練習問題 |
(a) 魏志倭人伝の現代語訳について、次の問いに答えてください。
(i) 三世紀当時の発音では、「倭」という字は何と言うのが正しいとされていますか?
(ii) 以前、倭は何か国から成っていましたか?
(iii) 西暦一〇七年に朝貢した王は、何と称していましたか?
(b) 魏志倭人伝の現代語訳の続きを、最後の段落の後から書いてください。

抜粋文 |
★ ★ ★

2017年4月8日土曜日

魏志倭人伝(現代語翻訳)

魏志倭人伝の原文を、一気に現代語に、翻訳致しました。楽しくお読み下さい。

 三世紀に書かれたこの歴史書は、漢字一つ一つの「発音」は二十一世紀の今日、往時のものとはかなり異なっていると言われているが、漢字の「意味」は変わっていない。又、文法は全く変わってはいない。
 これを従来の日本の国学者や歴史学者は「漢文読み」にしていたが、一挙に「中国語」を「現代日本語」に翻訳して再吟味してみるのも一興ではなかろうか。

   倭人伝(イジンデン)
 おおかたの歴史書は、これをワジンデンと読む。しかし三世紀当時の発音では、「倭」という字は、「ヰ」若しくは「イ」と言うのが正しい。


 
『倭人在帯方東南大海之中。依山島爲國邑。舊百餘國。漢時有朝見者。今使譯所通三十國』
 倭の民族は、帯方郡(今の北朝鮮の最南端)の東南の大海の中に在り、山や島に住んで国や邑(大きな村)を造っている。
 以前は百余国から成っていた。漢の時代、(中国の)朝廷に参賀して皇帝に拝謁をした倭国の王の使者が居た。
 現在 (三世紀)において、使者が往来でき、言語が通じ、外交が出来る所は、三十カ国である。
 「漢の時代の朝見者」とは、酉暦五十七年に朝貢して金印(漢委奴国王)を授与された王(王名不詳)及び西暦一〇七年に朝貢した「帥升」と称する王である。

★ ★ ★

保存済みの項目 |
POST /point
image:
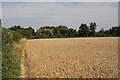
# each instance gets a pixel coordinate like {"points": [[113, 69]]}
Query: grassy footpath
{"points": [[11, 61]]}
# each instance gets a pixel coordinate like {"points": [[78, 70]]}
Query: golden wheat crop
{"points": [[72, 57]]}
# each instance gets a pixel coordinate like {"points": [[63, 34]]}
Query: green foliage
{"points": [[10, 62]]}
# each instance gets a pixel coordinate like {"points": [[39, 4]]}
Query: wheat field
{"points": [[71, 58]]}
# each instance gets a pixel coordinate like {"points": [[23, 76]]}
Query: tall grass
{"points": [[12, 49]]}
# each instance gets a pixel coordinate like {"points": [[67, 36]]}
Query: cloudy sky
{"points": [[71, 14]]}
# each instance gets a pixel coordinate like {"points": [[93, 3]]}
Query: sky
{"points": [[72, 14]]}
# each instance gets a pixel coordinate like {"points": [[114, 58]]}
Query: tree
{"points": [[83, 30], [92, 29]]}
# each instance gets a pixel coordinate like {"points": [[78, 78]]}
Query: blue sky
{"points": [[72, 14], [59, 0]]}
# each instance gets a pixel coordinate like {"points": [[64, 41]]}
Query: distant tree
{"points": [[92, 29], [72, 32], [83, 30]]}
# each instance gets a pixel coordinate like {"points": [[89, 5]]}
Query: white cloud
{"points": [[71, 14]]}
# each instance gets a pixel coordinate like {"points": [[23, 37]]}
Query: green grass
{"points": [[11, 60]]}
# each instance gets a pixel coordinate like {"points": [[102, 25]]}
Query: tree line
{"points": [[63, 31]]}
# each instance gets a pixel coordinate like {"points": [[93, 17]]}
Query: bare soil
{"points": [[72, 58]]}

★ ★ ★

解答例 |
(a)
(i) 「ヰ」若しくは「イ」
(ii) 百余国
(iii) 帥升

(b)
 以前の百余国が三十国になったのは、その昔、天照大神の孫(天孫)が大国主神から譲り受けた百余国のうち、中国地方や北陸・四国に威令が届かなくなり、直接統治する地域が九州島北部の四分の三と周辺の島々のみになったのではなかろうか。


 
『従郡至倭、循海岸水行、歴韓國乍南乍東、到其北岸狗邪韓國。七干餘里』
 帯方郡の郡都より倭の都に至るには、先ず海岸線に沿って水上航行し、韓国内を通過するときには南に行ったかと思えば東に行き(ジグザグに通過)、倭国の北岸の狗邪韓国(伽耶)に到着した。(その間の行程は)七千余里であった。
 「魏志」が編纂された当時、極端な短里が用いられており、その一里は76.6mである。
 つまり、千里というのは、たかが76.6kmである。(証明資料あり)
 千里の駒というのが居たそうであるが、普通の馬が、たかだか一日に50kmしか走れないのに、その1.5倍も走れたという優れた馬のことを呼んだ。
 「七千余里」というのは、七千里(約530km)よりちょっとだけ多いという意昧であり、540~570kmぐらいと考えて良かろう。

    

 
『始度一海、千餘里、至對海國。其大官曰卑狗、副曰卑奴母離。所居絶島、方可四百餘里。土地山険多深林、道路如禽鹿徑。有千餘戸、無良田、食海物自活。乗船南北市糴』
 初めて一海を渡ったがその距離は千余里。対海国(対馬南島)に到着した。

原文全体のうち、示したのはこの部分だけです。